[Stored data entries]
□ □ □ □
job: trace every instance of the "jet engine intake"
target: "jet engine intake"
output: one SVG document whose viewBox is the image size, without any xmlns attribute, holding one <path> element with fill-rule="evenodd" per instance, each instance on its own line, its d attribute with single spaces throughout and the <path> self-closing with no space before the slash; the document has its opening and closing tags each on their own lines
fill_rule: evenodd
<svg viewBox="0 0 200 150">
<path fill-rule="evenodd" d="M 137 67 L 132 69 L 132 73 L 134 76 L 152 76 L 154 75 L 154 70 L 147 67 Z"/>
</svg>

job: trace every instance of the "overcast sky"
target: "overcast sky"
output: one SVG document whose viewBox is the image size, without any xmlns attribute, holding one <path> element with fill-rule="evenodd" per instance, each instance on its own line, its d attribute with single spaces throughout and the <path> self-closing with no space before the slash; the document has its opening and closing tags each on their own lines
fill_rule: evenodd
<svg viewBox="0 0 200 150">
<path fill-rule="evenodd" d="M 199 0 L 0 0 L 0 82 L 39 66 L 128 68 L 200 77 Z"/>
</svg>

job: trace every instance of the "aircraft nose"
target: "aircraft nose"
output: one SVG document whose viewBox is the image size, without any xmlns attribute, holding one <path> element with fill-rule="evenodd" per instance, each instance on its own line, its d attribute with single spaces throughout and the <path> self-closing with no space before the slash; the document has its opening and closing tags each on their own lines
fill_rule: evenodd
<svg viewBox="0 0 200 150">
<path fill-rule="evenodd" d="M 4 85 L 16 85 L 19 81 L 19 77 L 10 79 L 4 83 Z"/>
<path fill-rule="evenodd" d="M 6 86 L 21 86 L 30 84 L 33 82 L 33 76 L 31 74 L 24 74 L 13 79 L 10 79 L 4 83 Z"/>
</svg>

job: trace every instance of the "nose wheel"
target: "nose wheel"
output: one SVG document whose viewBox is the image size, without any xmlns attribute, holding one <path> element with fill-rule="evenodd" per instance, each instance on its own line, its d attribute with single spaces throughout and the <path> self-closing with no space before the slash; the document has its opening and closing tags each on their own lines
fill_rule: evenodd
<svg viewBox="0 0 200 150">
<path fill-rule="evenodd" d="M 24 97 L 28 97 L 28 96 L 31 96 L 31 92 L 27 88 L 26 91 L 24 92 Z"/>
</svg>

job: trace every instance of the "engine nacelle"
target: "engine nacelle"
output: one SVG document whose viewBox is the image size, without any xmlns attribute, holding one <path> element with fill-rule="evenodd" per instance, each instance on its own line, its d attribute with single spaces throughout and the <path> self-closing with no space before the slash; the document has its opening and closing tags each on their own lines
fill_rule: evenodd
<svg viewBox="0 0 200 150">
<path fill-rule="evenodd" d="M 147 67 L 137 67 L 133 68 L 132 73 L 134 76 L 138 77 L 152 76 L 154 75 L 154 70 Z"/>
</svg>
□ □ □ □
**EXERCISE DIRECTIONS**
Each line of the data is to be retyped exactly as shown.

**ANSWER**
job: trace every instance of the "jet engine intake"
target: "jet engine intake"
output: one SVG document whose viewBox is the image size, without any xmlns attribute, holding one <path> element with fill-rule="evenodd" per instance, each instance on its own line, its d attribute with single spaces throughout and the <path> self-closing with no space before the slash; the document has its opening and closing tags each on their own lines
fill_rule: evenodd
<svg viewBox="0 0 200 150">
<path fill-rule="evenodd" d="M 137 67 L 132 69 L 132 73 L 134 76 L 152 76 L 154 75 L 154 70 L 147 67 Z"/>
</svg>

job: trace every instance of the "overcast sky"
target: "overcast sky"
output: one SVG document whose viewBox is the image size, without any xmlns attribute, holding one <path> element with fill-rule="evenodd" per instance, each instance on its own line, its d attribute with single spaces throughout and the <path> self-closing with no space before the slash; the document has its opening and closing tags each on their own lines
fill_rule: evenodd
<svg viewBox="0 0 200 150">
<path fill-rule="evenodd" d="M 199 0 L 0 0 L 0 82 L 39 66 L 128 68 L 200 77 Z"/>
</svg>

job: trace every instance of the "aircraft nose"
target: "aircraft nose"
output: one SVG document whose viewBox is the image size, without any xmlns attribute, holding one <path> element with fill-rule="evenodd" per instance, each instance on its own line, its d attribute with single spaces throughout and the <path> self-closing with no space before the slash; the document has its opening and closing tags each on their own lines
fill_rule: evenodd
<svg viewBox="0 0 200 150">
<path fill-rule="evenodd" d="M 4 85 L 16 85 L 19 81 L 19 77 L 10 79 L 4 83 Z"/>
<path fill-rule="evenodd" d="M 6 86 L 21 86 L 30 84 L 33 82 L 33 76 L 31 74 L 24 74 L 13 79 L 10 79 L 4 83 Z"/>
</svg>

job: trace every instance of the "nose wheel"
target: "nose wheel"
output: one SVG document whose viewBox is the image size, without any xmlns attribute, holding one <path> element with fill-rule="evenodd" per instance, each instance on its own line, its d attribute with single spaces throughout and the <path> self-closing with no space before the slash; the document has its opening and closing tags each on their own lines
fill_rule: evenodd
<svg viewBox="0 0 200 150">
<path fill-rule="evenodd" d="M 24 97 L 28 97 L 28 96 L 31 96 L 31 92 L 27 88 L 26 91 L 24 92 Z"/>
</svg>

job: trace every instance of the "engine nacelle"
target: "engine nacelle"
output: one SVG document whose viewBox is the image size, without any xmlns attribute, holding one <path> element with fill-rule="evenodd" per instance, each instance on its own line, its d attribute with single spaces throughout and the <path> self-closing with no space before the slash; the document has its opening and closing tags each on their own lines
fill_rule: evenodd
<svg viewBox="0 0 200 150">
<path fill-rule="evenodd" d="M 147 67 L 137 67 L 133 68 L 132 73 L 134 76 L 138 77 L 152 76 L 154 75 L 154 70 Z"/>
</svg>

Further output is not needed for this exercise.